Task goal ▸ Rewrite the rows below, replacing each "Target" with "Label" and keeping everything else unchanged.

────────────────────────────────────────

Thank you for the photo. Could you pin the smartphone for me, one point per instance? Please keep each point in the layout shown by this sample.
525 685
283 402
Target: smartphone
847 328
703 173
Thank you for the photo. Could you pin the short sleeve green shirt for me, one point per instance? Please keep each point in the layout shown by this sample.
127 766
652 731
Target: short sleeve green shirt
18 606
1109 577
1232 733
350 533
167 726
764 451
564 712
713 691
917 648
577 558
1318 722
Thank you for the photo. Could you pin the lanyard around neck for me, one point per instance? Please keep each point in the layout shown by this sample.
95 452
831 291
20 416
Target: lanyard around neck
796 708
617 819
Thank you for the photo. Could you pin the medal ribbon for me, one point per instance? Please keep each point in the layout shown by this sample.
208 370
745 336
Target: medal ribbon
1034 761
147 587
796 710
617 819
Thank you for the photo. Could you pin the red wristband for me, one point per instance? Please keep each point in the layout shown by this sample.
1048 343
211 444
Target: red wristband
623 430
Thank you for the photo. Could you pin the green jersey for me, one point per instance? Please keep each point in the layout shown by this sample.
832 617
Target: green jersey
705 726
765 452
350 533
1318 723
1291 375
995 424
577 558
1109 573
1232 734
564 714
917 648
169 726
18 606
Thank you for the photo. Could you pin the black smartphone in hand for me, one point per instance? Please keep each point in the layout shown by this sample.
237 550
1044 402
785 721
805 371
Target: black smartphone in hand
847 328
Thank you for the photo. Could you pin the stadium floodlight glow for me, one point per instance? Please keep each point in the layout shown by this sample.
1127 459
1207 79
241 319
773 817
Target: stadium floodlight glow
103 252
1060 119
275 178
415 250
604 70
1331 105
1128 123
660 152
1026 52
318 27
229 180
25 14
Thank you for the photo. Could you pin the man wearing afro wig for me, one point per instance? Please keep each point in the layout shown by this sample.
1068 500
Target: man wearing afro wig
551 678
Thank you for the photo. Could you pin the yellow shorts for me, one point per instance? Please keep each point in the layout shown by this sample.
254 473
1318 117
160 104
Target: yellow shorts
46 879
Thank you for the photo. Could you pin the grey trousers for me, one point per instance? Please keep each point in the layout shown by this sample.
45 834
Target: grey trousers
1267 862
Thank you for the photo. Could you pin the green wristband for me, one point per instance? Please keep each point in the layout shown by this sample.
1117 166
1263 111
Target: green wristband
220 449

────────────────────────────────────────

The solution ▸
Thank you for the photo. Could you pin the smartphone for me, one point per instance? Please keep each point in the layout shown by this sample.
525 685
283 402
Label: smartphone
847 328
703 173
Thank you for the photo. Could you pin the short sleeve green shirt for me, one point per instance? Please keep each point in the layout shown by this sample.
127 766
652 731
Label: short sleeve green shirt
18 606
1109 577
1232 733
350 533
167 726
764 451
564 712
713 691
917 648
577 558
1318 722
Thank you for the photo. Could you pin the lanyard around neck for me, one point per instance? Please keep each point in the layout shown by this sample.
95 452
831 291
20 416
Label: lanyard around neck
796 708
617 819
Thank you for the photo. Could you pin the medal ribbon for me, one point per instance? Please keep each point in the layout shown by this sample.
208 370
745 336
Label: medal ribbon
1034 761
147 587
796 710
617 819
Thank you for the photo. Could you pin the red wristband for me, one point per instance? Please keep each point in the layout shown by this sample.
1048 343
211 444
Label: red wristband
623 430
Thank you for the photo. Could you pin the green jersey for me, one point per instance? Please keep each point in the layout shown by this sample.
832 617
Label: green jersey
705 726
765 452
350 533
1318 723
1291 375
995 424
577 558
1109 573
1232 734
564 714
917 648
169 726
18 606
Thank you for the photo. Could you pin the black smartphone in hand for me, one point per instance? Please keep each point in the layout shown by this sample.
237 550
1044 402
785 721
805 371
Label: black smartphone in hand
847 328
Thank you for the photo. Could you pin the stadium floodlight glow for me, one point per instance? Please keep each point in the layout shown by this sample.
1127 459
1207 79
241 319
773 817
Label: stadium floodlight glow
103 252
1060 119
275 178
415 250
604 70
1331 105
1128 123
660 152
1026 52
318 27
229 180
25 14
Thank you for the photo. Could you pin the man wearing afro wig for me, one point per instance? Please keep each point in the layout shown by this sample.
1068 500
Label: man wearing afro wig
551 678
Thank you for the photo. Could you pin the yellow shorts for me, one point per instance? Please keep each point in the layout shown by this sample.
254 473
1318 117
160 104
Label: yellow shorts
46 879
Thank you for the photo. Could you pin the grey trousers for me, one point per instance? Please keep each point in the layout shown by this sample.
45 834
Label: grey trousers
1267 862
Thank you for the photo. Could you pin the green wristband for me, one point per instance? Please keep each point in the layout shown by this sample.
1117 166
1263 111
Label: green wristband
220 449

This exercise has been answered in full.